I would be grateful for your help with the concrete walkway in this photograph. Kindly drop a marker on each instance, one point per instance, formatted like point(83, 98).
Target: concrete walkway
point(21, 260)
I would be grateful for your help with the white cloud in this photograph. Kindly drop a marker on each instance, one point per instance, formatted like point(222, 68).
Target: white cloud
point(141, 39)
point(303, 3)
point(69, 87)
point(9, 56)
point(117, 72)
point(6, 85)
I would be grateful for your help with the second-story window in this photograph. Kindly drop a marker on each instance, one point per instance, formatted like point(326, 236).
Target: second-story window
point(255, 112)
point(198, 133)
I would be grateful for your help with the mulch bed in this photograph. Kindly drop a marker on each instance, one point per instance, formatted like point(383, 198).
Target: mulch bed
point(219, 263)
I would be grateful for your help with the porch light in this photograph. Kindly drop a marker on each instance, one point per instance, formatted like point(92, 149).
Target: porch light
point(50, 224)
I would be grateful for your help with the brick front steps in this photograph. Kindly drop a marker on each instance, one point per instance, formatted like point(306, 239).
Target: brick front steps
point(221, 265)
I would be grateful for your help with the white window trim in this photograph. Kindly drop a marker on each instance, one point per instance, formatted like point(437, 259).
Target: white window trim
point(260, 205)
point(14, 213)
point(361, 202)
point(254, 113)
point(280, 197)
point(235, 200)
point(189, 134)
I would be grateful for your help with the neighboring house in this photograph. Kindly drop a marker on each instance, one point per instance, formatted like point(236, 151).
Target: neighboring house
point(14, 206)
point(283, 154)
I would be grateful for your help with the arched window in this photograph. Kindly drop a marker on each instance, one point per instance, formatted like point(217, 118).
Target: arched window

DOEL:
Geef alle regels hierboven alsjeblieft woord voor woord opnieuw weer.

OPLOSSING:
I would be grateful for your help with the concrete walkway in this photograph. Kindly drop a marker on each instance, one point per instance, formatted like point(83, 98).
Target: concrete walkway
point(21, 260)
I would be grateful for your help with the white cloud in this photograph. Kindly drop a marker on each instance, one point per instance, formatted like point(222, 68).
Target: white cloud
point(141, 39)
point(303, 3)
point(69, 87)
point(9, 56)
point(117, 72)
point(6, 85)
I would be grateful for your help with the second-story window in this photograph. Kindly drop a marker on each instance, one point per instance, formatted like point(326, 236).
Target: second-story window
point(255, 112)
point(198, 133)
I would be grateful for your help with the mulch bed in this photograph. Kindly drop a marker on each instance, one point per instance, formatted like point(383, 198).
Target: mulch bed
point(219, 263)
I would be grateful for your help with the porch light in this photograph. Kindly drop a marker on each instance, one point per instance, formatted like point(92, 149).
Target: porch light
point(50, 224)
I would be grateful for your help with the brick front steps in this photograph. Kindly drop a marker on each instance, one point per instance, formatted like point(306, 239).
Target: brick front steps
point(221, 265)
I would be grateful for your help with the white window trim in this photograph. Kindly drop a marker on each instance, one point per instance, formatted like point(437, 259).
Target: white window trim
point(260, 205)
point(14, 213)
point(361, 202)
point(254, 113)
point(280, 197)
point(235, 200)
point(189, 134)
I would be grateful for your help with the neighboring house in this photograph. Kindly drop a marker on each instance, one point per instance, formatted like point(236, 151).
Target: neighboring house
point(14, 206)
point(283, 154)
I would be grateful for your help with the arched window in this photograph. Kindly drop a marker on each instance, one point per instance, formatted like point(217, 118).
Target: arched window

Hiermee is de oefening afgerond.